* [ÜBUNGSTEXT]:
==========

Im Allgemeinen ist die Kombination von Piperacillin und Tazobactam auch gegenüber
E. cloacae und C. freundii aktiver als die Cephalosporine der dritten Generation.
Bei anderen Enterobacteriaceae entsprechen sich die Wirksamkeitsraten dieser Substanzen
in etwa. Im Vergleich mit den Chinolonen und Carbapenemen zeigt Piperacillin/Tazobactam
jedoch eine bessere In-vitro-Aktivität, wenn eine Infektion mit P. aeruginosa und
indolpositiven Proteus-Stämmen vorliegt.
Etwa 30 % der untersuchten E.-coli-Stämme wiesen eine Piperacillinresistenz auf. Bei
Zugabe des Betalaktamase-Inhibitors Tazobactam konnte diese in fast allen Fällen umgangen
werden, nur knapp 2 % der Stämme blieben resistent. Auch bei Stämmen des Genus Klebsiella
führte Tazobactam zu einer deutlichen Steigerung der In-vitro-Wirksamkeit von Piperacillin.
Mehr als 95 % der untersuchten Isolate waren voll empfindlich.
Betrachtet man die gesamte Wirkungsbreite der untersuchten Substanzen gegenüber gramnegativen
Erregern (n = 60184), dann war die Piperacillin-Tazobactam-Kombination den Vergleichspräparaten
überlegen. Nur diese Kombination zeigte bei allen untersuchten gramnegativen Isolaten
eine Empfindlichkeit von 97,1 % (Ceftazidim 96,5 %, Imipenem 94,6 %, Ciprofloxacin
92,9 % und Cefotaxim 84,1 %).
Grampositive Bakterien
Auch im grampositiven Bereich zeigte Piperacillin/Tazobactam sehr gute Wirksamkeitsraten.
Gegenüber Staphylokokken liegen die Resistenzraten zwischen 3 und 15 % (bei S. aureus)
und zwischen 14 und 18 % (bei koagulasenegativen Staphylokokken) und ist so mit der
Aktivität von Oxacillin zu vergleichen.
Stämme der B.-fragilis-Gruppe bilden fast immer Betalaktamasen und zeigen daher gegenüber
Piperacillin, Mezlocillin und Cefoxitin hohe Resistenzraten. Bei diesen Stämmen sind
Piperacillin/Tazobactam sehr gut, Amoxicillin/Clavulansäure, Imipenem und Metronidazol
gut wirksam (die Resistenzrate liegt in diesen Fällen unter 1 %). Die strikt aeroben
Kokken werden von Cefoxitin, Clindamycin und Metronidazol lediglich zwischen 9 und
14 % erfasst.

==========

* [DATENAUSZUG]:
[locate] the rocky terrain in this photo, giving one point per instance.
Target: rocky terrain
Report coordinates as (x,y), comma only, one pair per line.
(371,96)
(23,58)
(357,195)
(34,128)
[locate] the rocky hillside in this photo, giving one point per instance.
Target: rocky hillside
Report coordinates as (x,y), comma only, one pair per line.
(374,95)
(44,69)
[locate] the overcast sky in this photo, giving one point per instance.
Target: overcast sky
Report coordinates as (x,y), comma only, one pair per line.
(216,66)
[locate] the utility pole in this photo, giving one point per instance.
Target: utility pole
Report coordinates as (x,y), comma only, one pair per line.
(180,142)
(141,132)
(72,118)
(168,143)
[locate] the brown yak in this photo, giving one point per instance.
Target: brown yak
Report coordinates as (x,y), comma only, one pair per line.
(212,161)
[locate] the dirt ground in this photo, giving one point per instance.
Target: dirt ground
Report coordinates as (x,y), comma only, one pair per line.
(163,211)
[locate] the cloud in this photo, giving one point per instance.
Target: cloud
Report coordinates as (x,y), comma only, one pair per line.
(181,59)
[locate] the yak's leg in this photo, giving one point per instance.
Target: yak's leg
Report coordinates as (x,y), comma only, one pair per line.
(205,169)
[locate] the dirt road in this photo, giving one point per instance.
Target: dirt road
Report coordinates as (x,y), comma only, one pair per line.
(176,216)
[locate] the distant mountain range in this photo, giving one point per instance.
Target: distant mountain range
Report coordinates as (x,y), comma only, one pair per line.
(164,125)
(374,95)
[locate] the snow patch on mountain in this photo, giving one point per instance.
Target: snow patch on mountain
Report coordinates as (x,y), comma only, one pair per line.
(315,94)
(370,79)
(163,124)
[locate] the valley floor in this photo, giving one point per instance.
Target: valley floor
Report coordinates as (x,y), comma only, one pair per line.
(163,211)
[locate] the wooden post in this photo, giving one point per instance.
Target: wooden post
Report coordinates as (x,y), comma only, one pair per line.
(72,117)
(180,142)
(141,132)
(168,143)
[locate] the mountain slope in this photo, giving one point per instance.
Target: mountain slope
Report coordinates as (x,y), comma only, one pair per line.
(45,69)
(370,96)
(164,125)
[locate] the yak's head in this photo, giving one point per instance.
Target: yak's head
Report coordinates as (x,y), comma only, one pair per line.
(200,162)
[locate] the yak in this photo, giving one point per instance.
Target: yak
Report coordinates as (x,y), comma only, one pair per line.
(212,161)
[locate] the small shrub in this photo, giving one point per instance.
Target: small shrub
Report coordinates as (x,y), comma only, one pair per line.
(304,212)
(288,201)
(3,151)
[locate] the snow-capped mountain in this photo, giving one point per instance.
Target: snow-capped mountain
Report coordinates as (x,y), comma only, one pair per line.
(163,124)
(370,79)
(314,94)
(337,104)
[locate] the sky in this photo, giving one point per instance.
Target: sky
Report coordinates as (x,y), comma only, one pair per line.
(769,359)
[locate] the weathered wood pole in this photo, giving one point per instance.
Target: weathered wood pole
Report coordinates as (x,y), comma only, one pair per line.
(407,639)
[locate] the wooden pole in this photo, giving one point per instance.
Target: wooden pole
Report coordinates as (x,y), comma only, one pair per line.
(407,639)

==========

* [AUFGABENDETAILS]: Wie lautet der Abschnitt von „Etwa 30 % der“ bis „In-vitro-Wirksamkeit von Piperacillin.“ aus dem Text über Piperacillin/Tazobactam, wenn du „Klebsiella“ gegen „Enterobacter“ austauschst?

* [AUFGABENERGEBNIS]:
Etwa 30 % der untersuchten E.-coli-Stämme wiesen eine Piperacillinresistenz auf. Bei
Zugabe des Betalaktamase-Inhibitors Tazobactam konnte diese in fast allen Fällen umgangen
werden, nur knapp 2 % der Stämme blieben resistent. Auch bei Stämmen des Genus Enterobacter
führte Tazobactam zu einer deutlichen Steigerung der In-vitro-Wirksamkeit von Piperacillin.